**EXTRAIT DU TEXTE**
====================

Publié le 13 octobre 2018
ENVIRONNEMENT
[Science] Les solutions climatiques fondées sur les océans sont pour la plupart risquées ou peu efficaces
Une étude inédite, publiée le 4 octobre par une vingtaine d’experts, a sondé les solutions que peut offrir l’océan pour lutter contre le changement climatique. Alcalinisation de l’eau, énergies marines, contrôle de la radiation solaire ou encore manipulation des organismes… La méthode miracle n'existe pas sans une réduction drastique des émissions et une décarbonation de l’énergie, alertent les scientifiques.

@NOAA
En amont de la publication du rapport du Giec sur un monde à 1,5°C, un collectif de 17 experts, dont certains issus de l’Iddri, ont publié une étude inédite sur les solutions climatiques basées sur l’océan dans la revue Frontiers in Marine Science le 4 octobre (1). "Jusqu’ici, l’océan a toujours été aux abonnés absents des conférences climat de l’ONU, et quand il est évoqué c’est toujours sous l’angle de la victime. Mais l’océan peut aussi être acteur du changement climatique", explique l’océanographe Jean-Pierre Gattuso.
Les scientifiques ont épluché un millier de références et identifié 13 solutions que l’océan peut offrir pour lutter contre le changement climatique. Protection des aires marines protégées, alcalinisation de l’eau (pour réduire l’acidité), lutte contre la pollution, énergies marines, contrôle de la radiation solaire ou encore manipulation des organismes... Leurs effets sont plus ou moins importants. Certaines méthodes présentent même de réels risques.

====================

(Entrées tirées d'une collection)
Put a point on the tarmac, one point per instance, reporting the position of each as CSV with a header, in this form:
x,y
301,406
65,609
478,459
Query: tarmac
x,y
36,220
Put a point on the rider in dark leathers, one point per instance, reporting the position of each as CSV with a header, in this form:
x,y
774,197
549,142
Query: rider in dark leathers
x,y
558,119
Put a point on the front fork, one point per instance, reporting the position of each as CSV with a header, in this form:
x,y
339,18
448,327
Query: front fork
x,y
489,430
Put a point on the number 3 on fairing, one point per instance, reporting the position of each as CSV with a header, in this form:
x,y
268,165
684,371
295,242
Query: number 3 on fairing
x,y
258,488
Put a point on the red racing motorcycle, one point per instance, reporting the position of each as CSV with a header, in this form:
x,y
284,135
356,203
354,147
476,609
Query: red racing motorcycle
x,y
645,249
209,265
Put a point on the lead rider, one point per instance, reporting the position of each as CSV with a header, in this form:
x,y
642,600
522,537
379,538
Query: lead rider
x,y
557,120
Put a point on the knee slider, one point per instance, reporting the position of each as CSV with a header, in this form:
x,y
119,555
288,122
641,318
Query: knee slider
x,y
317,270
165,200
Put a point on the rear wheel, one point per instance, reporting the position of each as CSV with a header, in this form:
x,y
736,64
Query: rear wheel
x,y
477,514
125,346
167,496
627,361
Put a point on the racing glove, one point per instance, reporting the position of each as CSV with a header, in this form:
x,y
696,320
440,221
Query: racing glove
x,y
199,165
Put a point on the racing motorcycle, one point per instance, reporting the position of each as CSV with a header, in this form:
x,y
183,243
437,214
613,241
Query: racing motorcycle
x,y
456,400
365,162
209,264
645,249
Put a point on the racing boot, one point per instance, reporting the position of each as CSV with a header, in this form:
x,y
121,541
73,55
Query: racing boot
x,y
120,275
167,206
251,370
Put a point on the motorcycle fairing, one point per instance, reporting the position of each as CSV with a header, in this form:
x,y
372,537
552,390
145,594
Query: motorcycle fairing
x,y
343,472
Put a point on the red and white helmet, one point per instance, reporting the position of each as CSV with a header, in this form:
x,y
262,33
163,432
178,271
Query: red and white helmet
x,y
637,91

====================

**CONSIGNE**
Répondez aux questions suivantes d'après l'article sur les solutions climatiques fondées sur les océans.
(a) Dans quelle revue l'étude a-t-elle paru ?
(b) D'après l'océanographe Jean-Pierre Gattuso, sous quel angle l'océan est-il toujours évoqué lorsqu'il l'est aux conférences climat de l'ONU ?
(c) Combien de références les scientifiques ont-ils épluchées, et combien de solutions ont-ils identifiées ?

**RÉPONSE**
(a) Dans la revue Frontiers in Marine Science.
(b) Sous l'angle de la victime.
(c) Ils ont épluché un millier de références et identifié 13 solutions.